_AUFGABENSTELLUNG_
Führe die Forendiskussion über bessere Grafik für Flat Out 2 im Anschluss an ihre letzte Zeile weiter.

===== VORLIEGENDER TEXT

# Flat Out 2 grafisch aufwerten



## fpsJunkie (14. Oktober 2009)

Hallo,
ich spiele nun sei Jahren Flat Out 2 und es macht immer noch Spaß, Ultimative Carnage nicht! Nur ist die Grafik auch etwas in die Jahre gekommen.
Kann man die irgendwie aufwerten? bessere Reflexionen etc.?
Bei Spieleigenen Menü ist schon alle auf hoch.


----------



## midnight (14. Oktober 2009)

Du könntest per Treiber noch mehr AA erzwingen (vor alllem bei nVidia mit gefühlten 5000 AA-Leveln). Aber sonst wirds mau. Kannst ja mal nach Texturmods gucken, die bringen wenn auch noch was.

so far


----------



## Braineater (14. Oktober 2009)

hi, schau mal auf Games and mods development for PC XBOX Playstation Nintendo - Mod DB vorbei, wenn es sowas in der richtung gibt, dann taucht das bestimmt dort auf .


----------



## fpsJunkie (14. Oktober 2009)

hab hier was gefunden (inner mitte):
FlatOut 2 PC game - Mod DB
bloß wo soll ich das dann hininstallieren wenn ichs runtergeladen habe?


----------



## _hellgate_ (14. Oktober 2009)

mh mag das spil auch sehr nur st die grafik seeehr schlecht ;(


----------



## feivel (15. Oktober 2009)

was gefällt euch denn am dreier nicht?
ich mag das auch gern.


----------



## fpsJunkie (15. Oktober 2009)

PC-freak schrieb:


> hab hier was gefunden (inner mitte):
> FlatOut 2 PC game - Mod DB
> bloß wo soll ich das dann hininstallieren wenn ichs runtergeladen habe?



hat noch niemand sowas gemacht???


----------



## feivel (16. Oktober 2009)

nein, ehrlich gesagt seit ultimate carnage bin ich umgestiegen weils für mich eigentlich das selbe spiel war nur in schöner...


----------



## fpsJunkie (16. Oktober 2009)

aber so ein RD: Grid Mod in FO2 wär doch schon geil oder?


----------



## midnight (16. Oktober 2009)

Naja das Problem is, dass du dir mit den Grid-Engine die Karre in Nullkommanix zerhackst. Bei FO2 gabs zwar Schaden, aber der war lang nich so brachial. Wenn du bei Grid einem ordentlich in die Karre ballerst isses sofort nen Totalschaden.
Aber zugegeben ne Idee wärs wert (=

so far


----------



## ATImania (22. Dezember 2009)

Habe mir FlatOut 2 gestern neu gekauft!! Wollte es schon mal vor Monaten kaufen als es das für 10,- in der Software Phyramide gab. Bei unserem real,- Markt gab es das jetzt zum Angebot von 2,49€ 

Hat sich gelohnt!! Und die Grafik finde ich auch gut. Auf 1920x1080 mit 8xAA und Details auf HOCH kommt es zwar nicht an GRID, Shift oder Dirt 2 ran aber sieht trotzdem cool aus


----------



## feivel (22. Dezember 2009)

==========
===== BEREITGESTELLTE DATEN

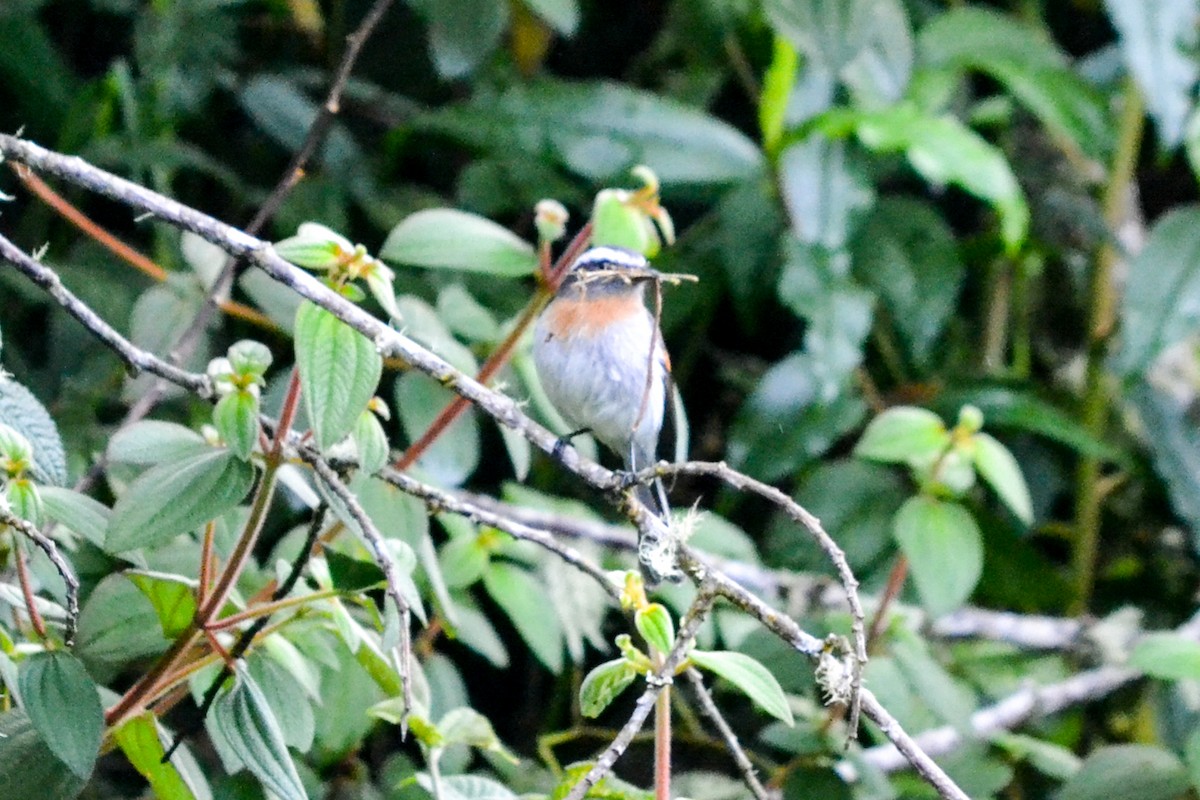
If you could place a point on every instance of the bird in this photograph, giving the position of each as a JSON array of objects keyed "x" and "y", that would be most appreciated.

==========

_GELÖSTE AUFGABE_
ich glaub für ultimate carnage hab ich auch nur 13 euro gekauft.


----------



## Broiler (31. Dezember 2009)

versuchs mal hiermit 

nhancer

ist aber nur für NVidia Grakas ab Treiber 182-er Reihe........

Da kannste verschiedenes AA und bessere Texturfilter zuschalten, einfach Flat Out 2 exe auswählen und abgehts, aber bei hohen Auflösungen solltest du ne gute Geforce für alle Regler haben meine 260 GTx hat bei Flat Out 2 und 16Q von über 100 Bilder auf 70 runter geschaltet.


----------



## Mister HighSetting (5. Januar 2010)

Was gefällt dir den an UC nicht? Ich hab beide Teile Flatout 2 und UC und seit ich Ultimate Carnage habe spiel ich nur noch dieses. Denn , es wurde nicht viel verändert aber wenns dir grad auf die bessere Grafik ankommt hol dir UC!


----------



## feivel (9. Januar 2010)

apropos...
wer recht günstig an Flatout 2 kommen möchte hat jetzt diesen Monat auch die Gelegenheit sich eine PCGames zu kaufen...


----------



## AchtBit (10. Februar 2010)

Ist schon etwas her, dass ich das 2er FlOut gezockt hab. Ich spiel aktuell das Ultimate Carnage und möchte behaupten, dass es im Prinzip das 2er mit gepushter Grafik ist. Also ich konnt noch keinen Unterschied bemerken, vom Gameplay her. Die Strecken sind 100 % identisch.

Also wieso 2er spielen wenns carnage gibt??


----------



## Birdy84 (14. Februar 2010)

Weil UC z.B. keinen Lan Modus hat!


----------



## HolySh!t (17. Februar 2010)

AchtBit schrieb:


> Also wieso 2er spielen wenns carnage gibt??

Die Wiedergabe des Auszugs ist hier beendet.